──────── Text ────────

Hans Erwin Hagedorn (30 January 1952 – 15 September 1972) was an East German serial killer who murdered three young boys from 1969 until 1971.

Murders
On 31 May 1969 Hagedorn killed two nine-year-old boys, Henry Specht and Mario Louis, in a forest in Eberswalde with a knife. The bodies were found two weeks later. Both victims died from deep cuts to the neck, one cut so severe that one of the children found two weeks later had his head severed as a result of the rotting of the corpse. Extensive investigations were commenced, with a psychological offender profile being assembled and the Ministry for State Security obtaining documents about the case of West German child murderer Jürgen Bartsch. However, first investigations were not successful.

More than two years later, on 7 October 1971, Hagedorn killed Ronald Winkler, a 12 -year-old boy, in the same area and in the same way he had killed his first two victims. Shortly afterwards the decisive clue came from a boy who reported to have been sexually harassed in the year before the first murders took place. Erwin Hagedorn was arrested on 12 November 1971 and immediately confessed to the murders. East Germany had abolished capital punishment for juvenile offenders in 1952, meaning that Hagedorn could only face execution for murder he committed in 1971, when he was an adult.

────────

## To-do list
1. Name every victim that the text about Erwin Hagedorn identifies by name.
2. Carry on the text about Erwin Hagedorn from the point where it stops.

──────── Entries ────────

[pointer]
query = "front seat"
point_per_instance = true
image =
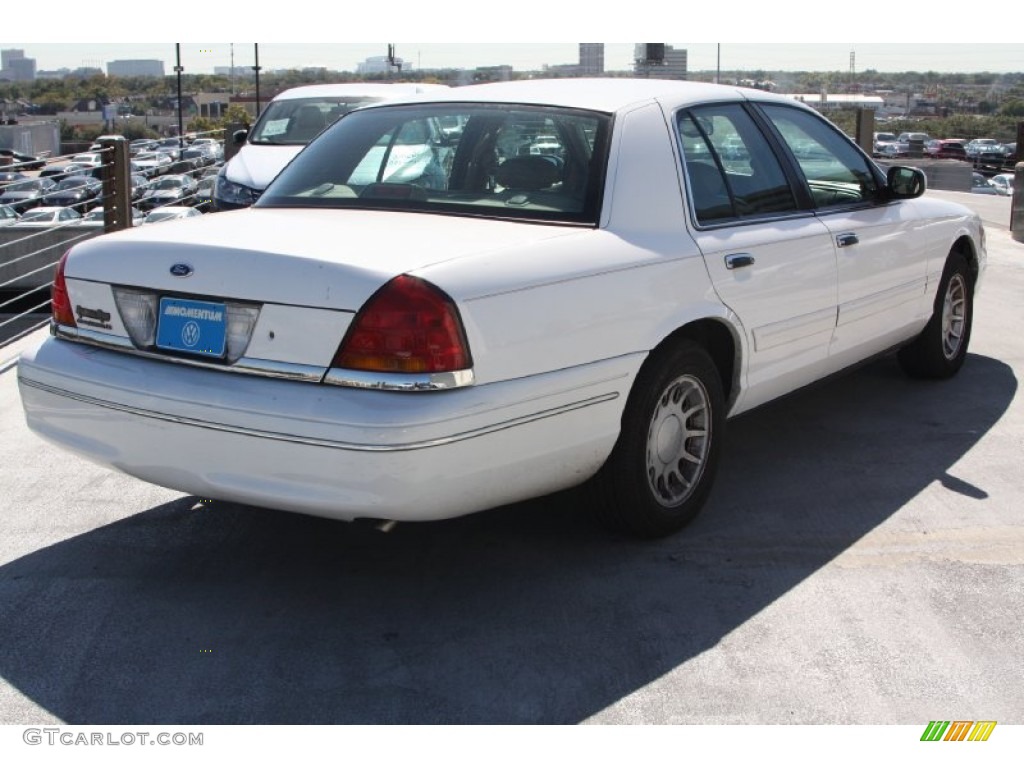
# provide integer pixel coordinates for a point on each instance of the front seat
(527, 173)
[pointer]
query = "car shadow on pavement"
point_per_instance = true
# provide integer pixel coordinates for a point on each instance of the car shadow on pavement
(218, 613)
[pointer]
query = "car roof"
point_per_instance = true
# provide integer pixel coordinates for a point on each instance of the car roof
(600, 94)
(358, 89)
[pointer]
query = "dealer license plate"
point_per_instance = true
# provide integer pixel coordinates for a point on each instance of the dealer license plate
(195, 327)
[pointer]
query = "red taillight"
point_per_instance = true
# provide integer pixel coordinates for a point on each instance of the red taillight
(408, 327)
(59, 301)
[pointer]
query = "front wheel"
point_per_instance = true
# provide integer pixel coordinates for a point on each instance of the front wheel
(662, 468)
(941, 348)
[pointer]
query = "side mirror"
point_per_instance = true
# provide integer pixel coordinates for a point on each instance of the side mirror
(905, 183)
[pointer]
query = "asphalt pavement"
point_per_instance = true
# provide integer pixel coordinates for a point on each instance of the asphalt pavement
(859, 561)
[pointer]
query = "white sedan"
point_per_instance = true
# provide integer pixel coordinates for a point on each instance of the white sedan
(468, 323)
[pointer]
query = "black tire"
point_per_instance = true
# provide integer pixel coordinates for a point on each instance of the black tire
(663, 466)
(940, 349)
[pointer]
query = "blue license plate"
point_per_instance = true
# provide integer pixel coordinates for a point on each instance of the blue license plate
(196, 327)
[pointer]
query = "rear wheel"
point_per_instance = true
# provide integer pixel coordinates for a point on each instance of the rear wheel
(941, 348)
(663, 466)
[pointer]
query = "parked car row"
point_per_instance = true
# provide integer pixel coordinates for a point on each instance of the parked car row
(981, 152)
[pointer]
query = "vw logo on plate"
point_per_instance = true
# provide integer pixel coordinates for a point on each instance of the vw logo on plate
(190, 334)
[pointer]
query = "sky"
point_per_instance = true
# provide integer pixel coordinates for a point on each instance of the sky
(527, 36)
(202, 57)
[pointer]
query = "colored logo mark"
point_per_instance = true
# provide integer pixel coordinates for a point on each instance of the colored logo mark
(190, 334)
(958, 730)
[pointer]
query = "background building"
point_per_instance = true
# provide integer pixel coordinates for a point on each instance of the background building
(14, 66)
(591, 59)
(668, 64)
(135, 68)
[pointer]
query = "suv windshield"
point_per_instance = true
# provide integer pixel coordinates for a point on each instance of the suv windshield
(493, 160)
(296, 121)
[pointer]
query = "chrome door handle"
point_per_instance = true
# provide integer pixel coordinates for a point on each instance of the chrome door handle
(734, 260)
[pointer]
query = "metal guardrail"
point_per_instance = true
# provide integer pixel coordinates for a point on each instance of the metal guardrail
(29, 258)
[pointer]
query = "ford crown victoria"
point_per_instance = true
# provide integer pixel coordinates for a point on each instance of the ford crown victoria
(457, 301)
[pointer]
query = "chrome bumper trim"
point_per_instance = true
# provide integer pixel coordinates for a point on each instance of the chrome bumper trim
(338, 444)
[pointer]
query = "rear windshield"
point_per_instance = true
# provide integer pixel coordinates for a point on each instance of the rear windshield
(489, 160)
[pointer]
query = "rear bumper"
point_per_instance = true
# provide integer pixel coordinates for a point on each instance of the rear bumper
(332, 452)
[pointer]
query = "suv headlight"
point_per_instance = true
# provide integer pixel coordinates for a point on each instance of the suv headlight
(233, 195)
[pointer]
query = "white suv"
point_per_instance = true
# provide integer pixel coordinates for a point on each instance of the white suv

────────

## Answers below
1. Henry Specht, Mario Louis, Ronald Winkler

2.
In May 1972, Hagedorn convicted of murder with aggravating circumstances and sentenced to death. An appeal for clemency was denied by Head of State Walter Ulbricht. The 20-year-old Hagedorn was executed by a single shot in the back of the neck on 15 September 1972. His body was cremated and buried in a secret place.

He was the last regular criminal executed in the German Democratic Republic, though executions for political-laden crimes continued until the abolition of capital punishment in the 1980s. The last execution is believed to be that of Werner Teske in 1981.

Hagedorn was shot by Hermann Lorenz, a Stasi officer who shot 29 people during his time as East Germany's executioner. During an interview, he said neither Hagedorn, nor any of the other 28 people he executed, cried out or resisted as they were escorted to the death chamber.

See also
 List of German serial killers
 Capital punishment in Germany

Documentary 

Die großen Kriminalfälle: Tod einer Bestie – Der Fall Hagedorn, 2001 (German)

Literature 

 Werremeier, Friedhelm: Der Fall Heckenrose, Bertelsmann, München / Gütersloh / Wien 1975, .
 Brückweh, Kerstin: Mordlust. Serienmorde, Gewalt und Emotionen im 20. Jahrhundert. : Campus, Frankfurt am Main / New York, NY 2006, . 
 Mittmann, Wolfgang: „Tatzeit. Große Fälle der deutschen Volkspolizei. Band 1 und 2“, Das Neue Berlin, Berlin 2000, S. 445–508, .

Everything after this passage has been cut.